* [Dataset excerpts]
▬▬▬▬▬▬

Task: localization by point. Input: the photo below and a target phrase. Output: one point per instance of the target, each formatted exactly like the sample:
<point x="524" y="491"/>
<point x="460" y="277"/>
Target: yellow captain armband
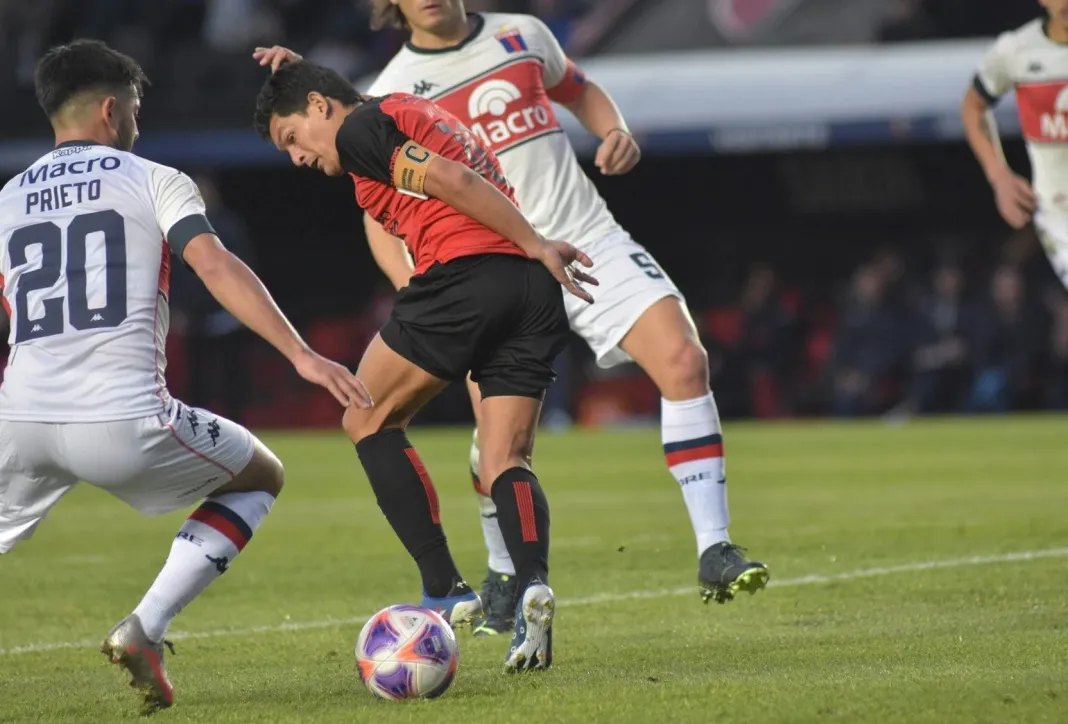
<point x="409" y="169"/>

▬▬▬▬▬▬

* [Prompt] Each record above should be restated word for word. The pictures should not appear.

* [Result below]
Task: localization by point. Input: the photo below and a target phrase. Output: one point per instance of the target, each formatted exactly like the sample:
<point x="524" y="491"/>
<point x="460" y="277"/>
Target: yellow captain armband
<point x="409" y="169"/>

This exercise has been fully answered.